» ТЕКСТ ДЛЯ РАБОТЫ
┌──

Людмила Гурченко - Валерий Кичин 7 стр.


Вот в мюзикле "Целуй меня, Кэт!" маскарад, театральная игра были заложены уже в авторском замысле - наверное, поэтому спектакль и оказался одним из самых цельных и удачных на этой сцене. Американец Кол Портер написал свои восхитительные мелодии, как известно, для веселой "двойной игры" в театр, который в свою очередь играет шекспировское "Укрощение строптивой". Две параллельные истории: влюбляются актеры Фрэд Грэхем и Лилли Ванесси - влюбляются герои, которых они играют, пылкий Петруччо и язвительная Катарина; флиртуют комедианты Лу и Билл, подобие опереточной "каскадной" пары, - флиртуют и их персонажи из шекспировской комедии Бьянка и Люченцо. Участники некой провинциальной труппы предстают то в своем актерском обличье, то в облике своих героев, две линии забавно переплетаются, путаются, контрастируют, оттеняют друг друга, придают всему двойной мерцающий смысл - игра. И еще - мюзикл: драматическое действие легко переходит в танец и пение. Тут для Гурченко своя стихия, она тут чувствует под ногами твердую почву - и мелодии эти у нее в крови, и импровизацию, сценическое озорство, веселую полупародийную характерность она любит больше всего на свете. Ей нравилось решать загадки, которые такая драматургия ставит перед исполнителем: "интересно почувствовать удивительную, острую двойственность своей героини - несчастливой, циничной и гордой девушки", - писала она об этой роли.

└──

» ЗАДАНИЯ
**1)** Проверьте по отрывку о Гурченко, верны ли утверждения: (a) музыку к мюзиклу «Целуй меня, Кэт!» написал американец Кол Портер; (b) актеры труппы в этом мюзикле играют шекспировского «Гамлета»; (c) Гурченко было неинтересно играть двойственную героиню. На каждое ответьте «да» или «нет» и приведите слова из отрывка, которые это решают.
**2)** Продолжите отрывок о Гурченко, начиная сразу после его последнего предложения.

» СОХРАНЕННЫЕ ДАННЫЕ
┌──

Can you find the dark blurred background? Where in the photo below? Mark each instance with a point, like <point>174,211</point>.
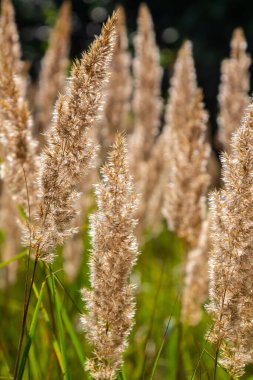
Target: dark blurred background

└──

» ОТВЕТЫ К ЗАДАНИЯМ
**1)**
(a) Да: «Американец Кол Портер написал свои восхитительные мелодии».
(b) Нет: «который в свою очередь играет шекспировское "Укрощение строптивой"».
(c) Нет: «интересно почувствовать удивительную, острую двойственность своей героини».

**2)**
Не избалованные профессиональным тренажем актеры Студии и танцевали и пели приблизительно - так, как обычно поют и танцуют в драме. Все это было очень далеко от того, что зовут мюзиклом. На этом неброском фоне истинным театральным бриллиантом сверкал дуэт двух прирожденных мастеров музыкального жанра - Сергея Мартинсона в роли Харрисона Хоуэлла и Людмилы Гурченко в роли Лу - Бьянки. Мейерхольдовец Мартинсон был и элегантен и эксцентричен в каждом ритмически отточенном движении, стремителен и легок, словно годы не имели над ним власти; его отнюдь не певческий голос вплетался в плотную, насыщенную музыкальную стихию Кола Портера так непринужденно, будто актер вот сейчас, по ходу действия импровизировал и эту мелодию, и этот танец, и весь сценический образ.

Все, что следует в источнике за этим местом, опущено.